>> BEGIN Materials provided
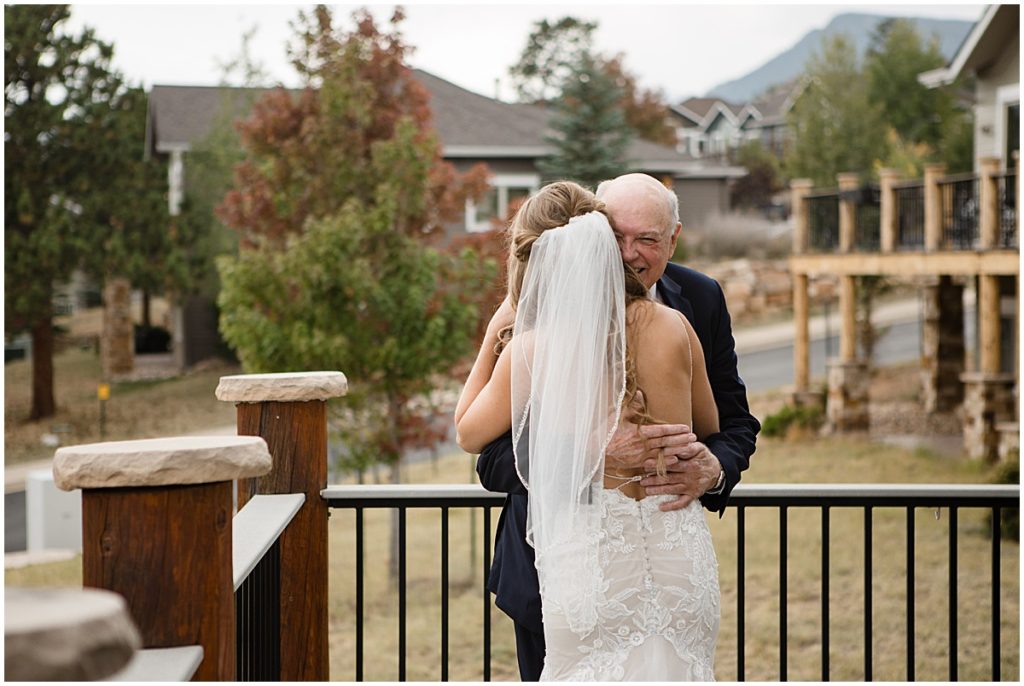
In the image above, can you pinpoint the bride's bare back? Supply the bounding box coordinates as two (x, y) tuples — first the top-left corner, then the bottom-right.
(604, 301), (719, 499)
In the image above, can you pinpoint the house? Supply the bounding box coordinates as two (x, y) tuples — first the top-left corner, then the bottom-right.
(145, 70), (744, 367)
(918, 5), (1021, 170)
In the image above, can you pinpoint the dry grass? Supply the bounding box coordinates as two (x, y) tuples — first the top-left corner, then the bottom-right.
(6, 439), (1020, 681)
(4, 348), (237, 465)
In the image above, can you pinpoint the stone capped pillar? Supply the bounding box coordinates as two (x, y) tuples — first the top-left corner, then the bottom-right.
(99, 278), (135, 380)
(921, 275), (965, 413)
(216, 372), (348, 681)
(961, 372), (1016, 462)
(53, 436), (270, 681)
(3, 589), (140, 681)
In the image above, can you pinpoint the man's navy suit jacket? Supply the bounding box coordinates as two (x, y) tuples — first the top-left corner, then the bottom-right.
(476, 263), (761, 633)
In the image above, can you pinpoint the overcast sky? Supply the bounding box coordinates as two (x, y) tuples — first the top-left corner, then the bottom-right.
(61, 2), (984, 101)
>> END Materials provided
■ **Instructions for the task**: Starting at the top of the listing and going through the line with "(604, 301), (719, 499)", write those lines out again, swapping "bare back" for "white veil" and changing nothing else. Leave out the pictures.

■ **Answer**:
In the image above, can you pinpoint the bride's white veil? Supply the bounding box coordinates as two (x, y) tuples — first the top-left corner, then the bottom-right.
(604, 301), (719, 499)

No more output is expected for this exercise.